Copy, unchanged, the part of the items that begins with the line containing "Q: Can you identify the rear bumper" and ends with the line containing "245;102;264;110", including both of those lines.
START EXERCISE INPUTS
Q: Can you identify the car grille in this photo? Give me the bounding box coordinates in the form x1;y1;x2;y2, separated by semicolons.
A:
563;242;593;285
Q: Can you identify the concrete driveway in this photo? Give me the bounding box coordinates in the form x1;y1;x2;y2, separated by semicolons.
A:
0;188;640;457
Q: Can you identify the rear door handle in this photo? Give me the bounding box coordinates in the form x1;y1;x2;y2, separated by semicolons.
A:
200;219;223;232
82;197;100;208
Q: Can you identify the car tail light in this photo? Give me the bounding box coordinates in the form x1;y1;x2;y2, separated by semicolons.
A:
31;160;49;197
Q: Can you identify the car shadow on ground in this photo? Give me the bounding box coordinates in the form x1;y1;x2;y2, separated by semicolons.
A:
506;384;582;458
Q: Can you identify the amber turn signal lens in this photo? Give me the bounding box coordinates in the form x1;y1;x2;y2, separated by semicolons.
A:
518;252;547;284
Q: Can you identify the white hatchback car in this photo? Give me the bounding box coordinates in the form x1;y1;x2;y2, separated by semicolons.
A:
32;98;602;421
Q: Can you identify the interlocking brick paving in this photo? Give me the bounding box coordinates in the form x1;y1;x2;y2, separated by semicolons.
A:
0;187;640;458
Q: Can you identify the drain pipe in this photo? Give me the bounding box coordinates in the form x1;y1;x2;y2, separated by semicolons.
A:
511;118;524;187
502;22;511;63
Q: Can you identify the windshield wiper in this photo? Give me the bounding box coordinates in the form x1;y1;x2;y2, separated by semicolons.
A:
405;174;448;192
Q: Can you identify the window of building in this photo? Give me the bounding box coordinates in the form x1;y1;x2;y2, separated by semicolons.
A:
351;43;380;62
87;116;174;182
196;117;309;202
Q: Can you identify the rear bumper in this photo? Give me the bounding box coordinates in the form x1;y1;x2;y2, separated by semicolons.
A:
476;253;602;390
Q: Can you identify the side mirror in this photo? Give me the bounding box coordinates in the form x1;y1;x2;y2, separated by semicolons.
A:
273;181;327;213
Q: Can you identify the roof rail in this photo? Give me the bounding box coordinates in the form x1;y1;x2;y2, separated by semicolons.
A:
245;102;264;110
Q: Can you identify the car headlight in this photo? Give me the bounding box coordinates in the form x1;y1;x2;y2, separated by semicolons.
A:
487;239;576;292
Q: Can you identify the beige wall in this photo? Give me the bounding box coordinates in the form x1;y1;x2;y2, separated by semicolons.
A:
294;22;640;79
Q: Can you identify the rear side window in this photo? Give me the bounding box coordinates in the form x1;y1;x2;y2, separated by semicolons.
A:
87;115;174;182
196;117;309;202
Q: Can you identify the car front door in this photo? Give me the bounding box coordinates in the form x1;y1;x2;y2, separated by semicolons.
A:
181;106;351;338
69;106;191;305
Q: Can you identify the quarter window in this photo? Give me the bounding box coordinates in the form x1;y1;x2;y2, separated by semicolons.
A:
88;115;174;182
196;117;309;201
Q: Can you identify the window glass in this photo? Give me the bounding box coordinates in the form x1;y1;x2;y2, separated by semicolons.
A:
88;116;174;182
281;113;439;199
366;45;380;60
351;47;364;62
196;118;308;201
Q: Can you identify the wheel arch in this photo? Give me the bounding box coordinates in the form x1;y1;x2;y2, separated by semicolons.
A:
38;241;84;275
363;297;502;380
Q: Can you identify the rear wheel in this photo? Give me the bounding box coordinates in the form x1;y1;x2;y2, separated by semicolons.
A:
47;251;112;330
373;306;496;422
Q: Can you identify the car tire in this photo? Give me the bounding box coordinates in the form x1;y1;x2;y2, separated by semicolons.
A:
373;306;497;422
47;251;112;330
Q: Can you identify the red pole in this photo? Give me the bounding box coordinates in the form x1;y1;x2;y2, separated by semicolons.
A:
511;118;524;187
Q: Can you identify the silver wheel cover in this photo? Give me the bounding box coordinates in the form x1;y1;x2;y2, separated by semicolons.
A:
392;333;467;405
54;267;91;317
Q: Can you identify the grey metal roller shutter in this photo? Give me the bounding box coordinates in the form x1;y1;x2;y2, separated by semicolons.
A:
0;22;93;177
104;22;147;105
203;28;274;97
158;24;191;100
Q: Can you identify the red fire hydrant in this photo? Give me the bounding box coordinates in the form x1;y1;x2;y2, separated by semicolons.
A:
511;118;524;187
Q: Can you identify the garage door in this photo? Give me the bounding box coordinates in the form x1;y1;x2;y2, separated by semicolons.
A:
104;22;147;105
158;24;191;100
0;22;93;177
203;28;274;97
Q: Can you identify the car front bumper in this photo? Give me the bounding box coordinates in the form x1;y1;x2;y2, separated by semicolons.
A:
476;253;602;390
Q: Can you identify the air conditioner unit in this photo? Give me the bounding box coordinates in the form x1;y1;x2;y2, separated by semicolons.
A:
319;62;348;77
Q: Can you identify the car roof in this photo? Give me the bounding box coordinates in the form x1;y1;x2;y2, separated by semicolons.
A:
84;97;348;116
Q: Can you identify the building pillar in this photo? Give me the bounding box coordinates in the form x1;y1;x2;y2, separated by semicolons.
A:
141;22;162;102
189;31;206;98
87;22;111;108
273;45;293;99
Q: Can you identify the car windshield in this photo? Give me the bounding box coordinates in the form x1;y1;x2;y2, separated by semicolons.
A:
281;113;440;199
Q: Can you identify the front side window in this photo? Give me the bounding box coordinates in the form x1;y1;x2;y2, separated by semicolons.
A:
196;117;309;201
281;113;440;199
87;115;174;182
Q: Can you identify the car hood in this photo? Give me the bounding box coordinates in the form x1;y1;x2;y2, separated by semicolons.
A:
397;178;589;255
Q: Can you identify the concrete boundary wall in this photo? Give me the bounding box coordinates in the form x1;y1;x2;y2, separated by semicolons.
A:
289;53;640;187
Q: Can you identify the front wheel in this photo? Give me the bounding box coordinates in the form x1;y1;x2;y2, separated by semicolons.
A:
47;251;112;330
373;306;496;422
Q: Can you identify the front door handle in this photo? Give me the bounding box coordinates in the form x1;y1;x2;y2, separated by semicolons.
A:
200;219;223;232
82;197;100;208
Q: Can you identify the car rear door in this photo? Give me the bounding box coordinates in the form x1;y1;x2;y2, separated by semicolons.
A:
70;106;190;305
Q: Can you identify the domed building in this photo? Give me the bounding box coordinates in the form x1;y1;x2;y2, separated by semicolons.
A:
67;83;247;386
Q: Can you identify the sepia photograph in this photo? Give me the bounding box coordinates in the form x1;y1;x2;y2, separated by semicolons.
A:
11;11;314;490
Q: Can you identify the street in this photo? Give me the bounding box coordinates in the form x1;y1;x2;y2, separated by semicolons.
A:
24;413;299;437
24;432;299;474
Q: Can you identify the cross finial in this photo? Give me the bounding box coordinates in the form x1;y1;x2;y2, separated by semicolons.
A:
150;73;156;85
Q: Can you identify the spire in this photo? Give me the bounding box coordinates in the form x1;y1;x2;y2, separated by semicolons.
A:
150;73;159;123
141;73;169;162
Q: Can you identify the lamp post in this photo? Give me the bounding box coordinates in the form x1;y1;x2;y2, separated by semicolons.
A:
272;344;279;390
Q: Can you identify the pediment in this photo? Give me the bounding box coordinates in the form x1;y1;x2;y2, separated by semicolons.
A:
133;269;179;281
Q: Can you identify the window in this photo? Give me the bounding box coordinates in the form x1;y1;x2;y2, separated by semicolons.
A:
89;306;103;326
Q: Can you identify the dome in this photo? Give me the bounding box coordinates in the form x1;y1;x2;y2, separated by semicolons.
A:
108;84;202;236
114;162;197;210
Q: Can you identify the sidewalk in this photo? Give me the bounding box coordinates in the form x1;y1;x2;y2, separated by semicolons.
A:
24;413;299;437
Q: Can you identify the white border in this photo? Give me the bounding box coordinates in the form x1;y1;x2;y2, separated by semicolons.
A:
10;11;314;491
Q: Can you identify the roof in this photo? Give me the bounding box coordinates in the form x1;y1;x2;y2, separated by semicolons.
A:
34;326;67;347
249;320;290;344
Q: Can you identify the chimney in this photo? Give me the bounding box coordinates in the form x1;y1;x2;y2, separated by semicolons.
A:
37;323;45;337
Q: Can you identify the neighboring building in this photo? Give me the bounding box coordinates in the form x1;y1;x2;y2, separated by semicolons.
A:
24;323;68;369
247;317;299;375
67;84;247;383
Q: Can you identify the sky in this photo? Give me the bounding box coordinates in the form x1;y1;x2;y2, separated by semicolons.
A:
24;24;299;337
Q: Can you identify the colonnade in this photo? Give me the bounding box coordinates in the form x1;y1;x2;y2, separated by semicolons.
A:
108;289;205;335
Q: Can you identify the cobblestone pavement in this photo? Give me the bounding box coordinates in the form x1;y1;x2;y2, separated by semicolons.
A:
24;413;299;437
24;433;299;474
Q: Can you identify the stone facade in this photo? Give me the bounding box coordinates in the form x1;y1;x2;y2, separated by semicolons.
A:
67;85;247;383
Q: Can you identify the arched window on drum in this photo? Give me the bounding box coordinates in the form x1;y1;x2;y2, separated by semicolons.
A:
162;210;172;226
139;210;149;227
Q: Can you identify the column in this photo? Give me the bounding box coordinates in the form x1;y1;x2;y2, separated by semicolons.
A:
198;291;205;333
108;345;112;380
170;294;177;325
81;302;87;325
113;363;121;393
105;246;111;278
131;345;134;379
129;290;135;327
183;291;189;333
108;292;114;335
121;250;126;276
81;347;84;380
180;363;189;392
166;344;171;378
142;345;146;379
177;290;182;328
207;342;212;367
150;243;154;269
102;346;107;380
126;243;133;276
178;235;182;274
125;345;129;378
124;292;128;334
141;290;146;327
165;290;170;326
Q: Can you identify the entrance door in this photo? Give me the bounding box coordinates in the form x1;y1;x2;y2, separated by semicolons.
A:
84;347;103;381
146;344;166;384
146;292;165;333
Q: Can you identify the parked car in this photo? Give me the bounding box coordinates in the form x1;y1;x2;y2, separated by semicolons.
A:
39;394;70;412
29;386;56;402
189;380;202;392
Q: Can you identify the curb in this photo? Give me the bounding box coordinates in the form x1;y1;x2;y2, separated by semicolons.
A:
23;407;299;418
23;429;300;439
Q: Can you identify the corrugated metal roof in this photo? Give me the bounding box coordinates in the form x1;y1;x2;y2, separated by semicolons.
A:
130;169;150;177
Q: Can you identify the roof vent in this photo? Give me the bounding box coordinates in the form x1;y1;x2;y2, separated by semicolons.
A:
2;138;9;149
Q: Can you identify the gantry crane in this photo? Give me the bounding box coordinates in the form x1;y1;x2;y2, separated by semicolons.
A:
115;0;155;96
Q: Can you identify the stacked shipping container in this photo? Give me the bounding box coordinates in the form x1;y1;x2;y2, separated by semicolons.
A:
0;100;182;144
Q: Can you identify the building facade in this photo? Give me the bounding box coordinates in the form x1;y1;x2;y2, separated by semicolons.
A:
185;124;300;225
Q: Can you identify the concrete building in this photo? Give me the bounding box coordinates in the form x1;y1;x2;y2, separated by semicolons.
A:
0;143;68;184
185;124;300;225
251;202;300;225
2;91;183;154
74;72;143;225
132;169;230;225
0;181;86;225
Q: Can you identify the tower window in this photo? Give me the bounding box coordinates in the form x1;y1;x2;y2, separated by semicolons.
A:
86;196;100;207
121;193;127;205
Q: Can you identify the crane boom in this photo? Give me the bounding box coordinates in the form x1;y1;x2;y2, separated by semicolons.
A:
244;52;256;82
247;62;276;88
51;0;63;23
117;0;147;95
END EXERCISE INPUTS
| TASK ANSWER |
Q: Can you identify the rear bumper in this photo? Give me the bounding box coordinates in the form x1;y1;x2;y2, separated by semicolons.
A:
476;253;602;390
Q: Can you identify the side mirror in this photo? Give me the bounding box coordinates in the form x1;y1;x2;y2, separated by semicolons.
A:
273;181;327;213
Q: Can you identify the roof rail in this photo? Give me the bounding box coordinates in the form x1;y1;x2;y2, separated by semicolons.
A:
245;102;264;110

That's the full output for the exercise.